** Start of EXERCISE DATA **

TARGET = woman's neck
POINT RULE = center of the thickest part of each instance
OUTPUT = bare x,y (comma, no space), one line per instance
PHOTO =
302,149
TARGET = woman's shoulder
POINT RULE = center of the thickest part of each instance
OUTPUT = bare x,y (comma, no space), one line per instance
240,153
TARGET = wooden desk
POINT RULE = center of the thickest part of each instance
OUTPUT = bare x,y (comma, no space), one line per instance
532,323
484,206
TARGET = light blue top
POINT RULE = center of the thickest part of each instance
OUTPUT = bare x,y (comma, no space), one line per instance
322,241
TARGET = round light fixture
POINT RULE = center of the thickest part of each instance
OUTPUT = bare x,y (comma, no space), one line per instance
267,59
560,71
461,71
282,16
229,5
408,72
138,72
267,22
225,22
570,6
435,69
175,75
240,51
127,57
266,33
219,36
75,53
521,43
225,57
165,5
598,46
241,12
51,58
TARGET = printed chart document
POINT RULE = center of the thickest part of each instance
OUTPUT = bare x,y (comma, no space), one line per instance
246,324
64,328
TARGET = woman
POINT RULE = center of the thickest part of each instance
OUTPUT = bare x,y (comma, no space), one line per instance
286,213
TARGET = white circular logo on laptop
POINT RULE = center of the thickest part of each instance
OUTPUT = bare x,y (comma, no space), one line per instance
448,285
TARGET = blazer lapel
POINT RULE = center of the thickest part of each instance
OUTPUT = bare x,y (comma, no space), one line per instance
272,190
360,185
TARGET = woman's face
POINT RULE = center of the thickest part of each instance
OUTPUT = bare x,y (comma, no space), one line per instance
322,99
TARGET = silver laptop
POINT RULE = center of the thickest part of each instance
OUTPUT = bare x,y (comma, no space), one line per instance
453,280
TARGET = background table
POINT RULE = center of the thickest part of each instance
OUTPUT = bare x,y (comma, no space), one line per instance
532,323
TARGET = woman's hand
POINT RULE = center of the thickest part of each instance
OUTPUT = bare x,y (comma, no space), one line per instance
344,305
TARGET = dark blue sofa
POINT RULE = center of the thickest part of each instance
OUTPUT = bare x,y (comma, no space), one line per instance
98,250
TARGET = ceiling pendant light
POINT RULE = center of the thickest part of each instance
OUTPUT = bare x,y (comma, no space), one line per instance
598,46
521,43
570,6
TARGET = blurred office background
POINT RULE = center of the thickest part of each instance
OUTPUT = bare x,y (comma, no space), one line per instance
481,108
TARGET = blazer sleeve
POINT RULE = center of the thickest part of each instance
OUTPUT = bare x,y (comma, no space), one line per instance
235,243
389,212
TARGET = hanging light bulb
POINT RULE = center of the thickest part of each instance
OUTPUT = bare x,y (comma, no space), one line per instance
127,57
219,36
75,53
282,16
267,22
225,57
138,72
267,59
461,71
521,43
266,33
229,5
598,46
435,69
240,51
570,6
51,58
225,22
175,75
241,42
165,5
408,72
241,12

** End of EXERCISE DATA **

**WHAT IS REQUIRED**. Can you give all the items above again, replacing "thickest" with "widest" everywhere it appears and leaving everything else unchanged?

**ANSWER FOR THIS EXERCISE**.
TARGET = woman's neck
POINT RULE = center of the widest part of each instance
OUTPUT = bare x,y (comma, no space), one line per instance
PHOTO =
302,149
TARGET = woman's shoulder
POINT RULE = center of the widest part of each instance
OUTPUT = bare x,y (comma, no space), one line per instance
240,153
TARGET = wooden desk
POINT RULE = center of the widest part of each instance
OUTPUT = bare x,y (comma, no space), one line per instance
532,323
484,206
TARGET = light blue top
POINT RULE = center of the widest part of each instance
OUTPUT = bare x,y (comma, no space), one line per instance
322,241
TARGET = round light fixture
POINT RULE = center of the widest part of each instance
OUTPUT = bare x,y (comma, no space), one line per instance
267,59
560,71
461,71
282,16
229,5
408,72
138,72
267,22
225,22
570,6
435,69
175,75
240,51
127,57
266,33
219,36
75,53
521,43
225,57
165,5
598,46
241,12
51,58
TARGET = printed chart document
POINT RULE = center of the widest part of each instance
OUTPUT = bare x,y (comma, no space), one line per instance
246,324
64,328
TARGET = woman
POINT RULE = center of the widest part of each instance
OUTPUT = bare x,y (comma, no space), one line per instance
286,213
TARGET = white circular logo on laptop
POINT RULE = center of the widest part of each instance
OUTPUT = bare x,y (comma, no space), one line per instance
448,285
TARGET = blazer lapel
POINT RULE = center of the widest part of each instance
OUTPUT = bare x,y (comma, no space), one line per instance
272,190
360,185
TARGET = woman's face
POINT RULE = center of the widest part of each instance
OUTPUT = bare x,y (comma, no space), one line per instance
322,99
TARGET = silver laptop
POINT RULE = center of the widest part of each instance
OUTPUT = bare x,y (comma, no space), one line per instance
453,280
TARGET = background table
POINT RULE = center of the widest part of each instance
OUTPUT = bare x,y (comma, no space), one line per instance
532,323
TARGET = woman's hand
POINT RULE = center of the widest part of each instance
OUTPUT = bare x,y (comma, no space), one line per instance
344,305
TARGET = dark blue sofa
POINT RULE = center of the widest part of each instance
OUTPUT = bare x,y (comma, no space), one line per instance
98,250
TARGET = ceiling pendant light
POINT RULE = center of the widest part of each instance
OUTPUT = bare x,y (comma, no space), one line per instance
598,46
521,43
570,6
TARGET = blurred office background
POINT RULE = center of the widest part of each instance
OUTPUT = bare x,y (comma, no space), one line per instance
481,108
TARGET = blazer sleeve
POINT RULE = center of the widest part of each instance
OUTPUT = bare x,y (comma, no space), one line per instance
235,243
389,212
TARGET = hanging light bulb
POINT RULE = center of the widest part of each instance
OUTPUT = bare x,y (comma, no space), one line per instance
127,57
219,36
75,53
282,16
267,22
225,57
138,72
267,59
461,71
521,43
266,33
229,5
598,46
435,69
240,51
570,6
51,58
225,22
175,75
241,42
165,5
408,72
241,12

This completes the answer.